[BRANO SELEZIONATO]
======

Un articolo interessante, da leggere e riflettere, che ben chiarisce il perché prima di sparare sentenze a destra e a manca, e sbandierare ai tradimenti, bisogna imparare ad essere giudici severi di sé stessi e delle proprie azioni.
Nel cosiddetto “ambiente” (cosiddetto di Destra) è spesso un gran vociare di “tradimenti” vari, visto che va sempre di gran moda la gara a chi è più intransigente e ortodosso. Il più grande, a detta di molti, quello di Fiuggi: la cosiddetta svolta del Msi in Alleanza Nazionale (1995).
Lasciando da parte il fatto che non ci è chiaro di quale “tradimento” si parli, visto che il Msi – camerati caduti ed alcune rare personalità a parte… – non è mai stato un vero movimento nazional-rivoluzionario, e perciò identico nella sostanza alla sua successiva evoluzione (An), quello che vogliamo qui evidenziare è come il “tradimento” sia una sorta di costante del (neo)fascista.

======

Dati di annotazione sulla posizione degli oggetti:
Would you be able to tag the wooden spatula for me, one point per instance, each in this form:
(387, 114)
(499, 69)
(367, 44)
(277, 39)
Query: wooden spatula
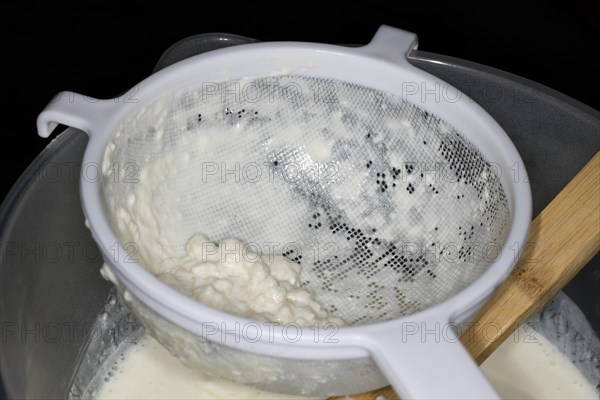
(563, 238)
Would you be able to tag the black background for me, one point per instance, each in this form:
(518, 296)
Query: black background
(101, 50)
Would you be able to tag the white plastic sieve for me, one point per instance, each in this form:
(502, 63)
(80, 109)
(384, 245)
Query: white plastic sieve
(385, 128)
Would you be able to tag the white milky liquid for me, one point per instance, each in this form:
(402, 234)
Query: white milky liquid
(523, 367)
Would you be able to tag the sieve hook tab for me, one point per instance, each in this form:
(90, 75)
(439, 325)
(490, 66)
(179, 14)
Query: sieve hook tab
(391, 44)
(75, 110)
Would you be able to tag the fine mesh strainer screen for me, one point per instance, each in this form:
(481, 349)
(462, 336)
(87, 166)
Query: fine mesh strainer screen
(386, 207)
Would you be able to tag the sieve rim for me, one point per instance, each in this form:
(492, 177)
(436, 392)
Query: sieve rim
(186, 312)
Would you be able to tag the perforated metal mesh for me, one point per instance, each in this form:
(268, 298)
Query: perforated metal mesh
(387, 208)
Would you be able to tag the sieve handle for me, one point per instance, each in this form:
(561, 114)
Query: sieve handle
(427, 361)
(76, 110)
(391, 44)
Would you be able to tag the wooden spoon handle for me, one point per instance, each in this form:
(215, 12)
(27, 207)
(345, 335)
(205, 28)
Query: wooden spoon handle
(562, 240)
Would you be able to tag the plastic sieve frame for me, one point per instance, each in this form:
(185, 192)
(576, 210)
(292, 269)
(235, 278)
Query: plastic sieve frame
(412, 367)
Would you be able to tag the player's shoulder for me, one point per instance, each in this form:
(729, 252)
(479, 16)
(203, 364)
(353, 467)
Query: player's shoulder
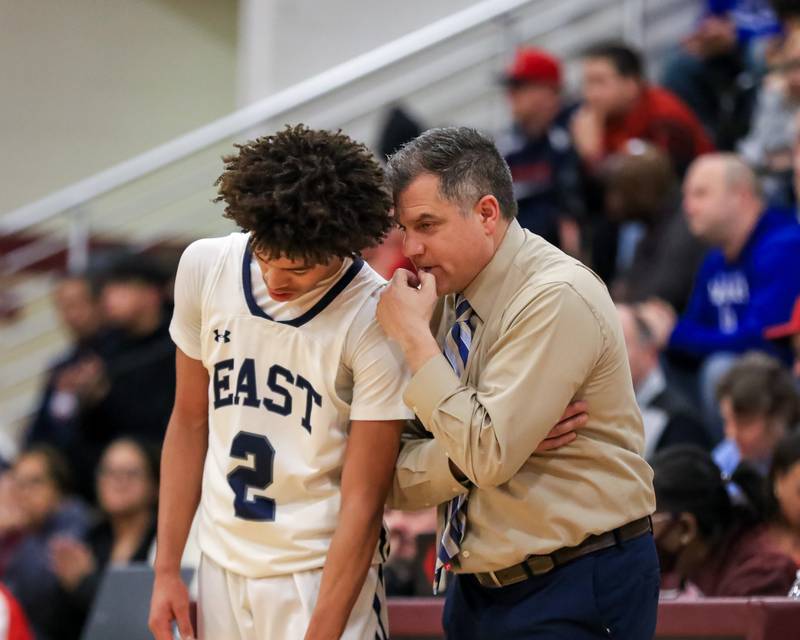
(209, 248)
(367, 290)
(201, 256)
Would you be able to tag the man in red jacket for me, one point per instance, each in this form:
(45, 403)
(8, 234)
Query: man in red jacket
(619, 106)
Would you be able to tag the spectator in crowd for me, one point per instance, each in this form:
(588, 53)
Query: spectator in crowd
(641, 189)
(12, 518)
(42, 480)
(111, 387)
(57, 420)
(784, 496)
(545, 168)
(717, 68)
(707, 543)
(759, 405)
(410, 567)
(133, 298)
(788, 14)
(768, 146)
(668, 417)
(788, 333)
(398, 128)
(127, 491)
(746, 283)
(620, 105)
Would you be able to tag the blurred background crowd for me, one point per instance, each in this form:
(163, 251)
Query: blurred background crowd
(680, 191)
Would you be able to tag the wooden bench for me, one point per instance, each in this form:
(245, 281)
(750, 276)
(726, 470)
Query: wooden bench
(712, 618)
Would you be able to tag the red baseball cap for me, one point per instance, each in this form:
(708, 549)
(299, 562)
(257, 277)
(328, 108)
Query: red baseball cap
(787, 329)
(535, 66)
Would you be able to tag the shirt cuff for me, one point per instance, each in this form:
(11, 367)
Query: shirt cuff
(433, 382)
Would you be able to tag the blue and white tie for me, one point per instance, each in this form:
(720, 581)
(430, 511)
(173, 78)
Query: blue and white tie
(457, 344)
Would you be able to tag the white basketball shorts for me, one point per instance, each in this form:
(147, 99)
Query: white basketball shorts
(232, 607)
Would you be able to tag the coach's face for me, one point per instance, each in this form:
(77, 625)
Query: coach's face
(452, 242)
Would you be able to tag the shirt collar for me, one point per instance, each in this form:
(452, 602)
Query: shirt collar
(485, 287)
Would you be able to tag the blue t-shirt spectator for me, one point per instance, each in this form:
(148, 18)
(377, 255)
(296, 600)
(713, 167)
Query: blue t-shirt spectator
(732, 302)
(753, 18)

======

[COSA FARE]
Per favore, trascrivi parola per parola una parte del brano selezionato: parti dal punto in cui compaiono le parole "Un articolo interessante, da" e fermati dopo "delle proprie azioni.".

[RISULTATO DELL'ESERCIZIO]
Un articolo interessante, da leggere e riflettere, che ben chiarisce il perché prima di sparare sentenze a destra e a manca, e sbandierare ai tradimenti, bisogna imparare ad essere giudici severi di sé stessi e delle proprie azioni.